[Opening Page excerpt section]

‘A Uyghur Poet in Fairfax’ by Nuo Ya

written by Yi Xiaocuo

He wiped away his tears gently in the Wall Street Journal‘s news room when telling the world how Xinjiang has turned into an open-air prison. Shortly after that, his and his wife’s family members were taken by the Chinese police.

This is Tahir Hamut, one of the most renowned contemporary Uyghur poets, starting his life all over again in US at 47 years old. The mundane everyday scenes in America make the perilous exodus out of China seem unreal. He added gas to the car; he patiently described the mass arrests of the Uyghurs, again; he walked around the park holding his head high, not letting the hardship ruin his posture. The park in the Virginia winter is peaceful and quiet, but not a tree branch resembles Kashgar. After a silent moment, his tone suddenly became warm and lively when reading a poem in Uyghur, his mother tongue, his last sanctuary.

James Baldwin, in his The Artist’s Struggle for Integrity, talks about that the artist is an analogue for the integrity of being human. “Only an artist can tell … what it is like for anyone who gets to this planet to survive it. What it is like to die, or to have somebody die; what it is like to be glad… The poets (by which I mean all artists) are finally the only people who know the truth about us. Soldiers don’t. Statesmen don’t. Priests don’t. Union leaders don’t. Only poets.”

Displacement is not just the physical removal of one’s body from their native land. In the film, the psychological stress of uprooting and struggling hides in the silent gestures of his performance. Underneath his fierce cultural pride, his belonging to the Uyghur lifeworld still burns bright. Tahir is still writing, he writes poignantly about the distance between all the capital cities in which he has lived his life: Urumqi, Beijing, and Washington DC. The experiences of everyday life as an exile, a transnational being, struggles with immigration paperwork, survival, and witnessing the violence in homeland from afar… still linger and shape his poetry.

Born in Mexico, filmmaker Nuo Ya traveled to Kunming in China in 2008 and learned about the Uyghur community there. He has been following the situation in Xinjiang since then.

[Closing Page excerpt section]

List every group that the Baldwin quotation in the review of "A Uyghur Poet in Fairfax" says does not know the truth about us.

[Opening Exercise data section]

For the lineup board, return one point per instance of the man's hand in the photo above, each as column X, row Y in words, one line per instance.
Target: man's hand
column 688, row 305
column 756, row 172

[Closing Exercise data section]

Result: Soldiers, statesmen, priests, union leaders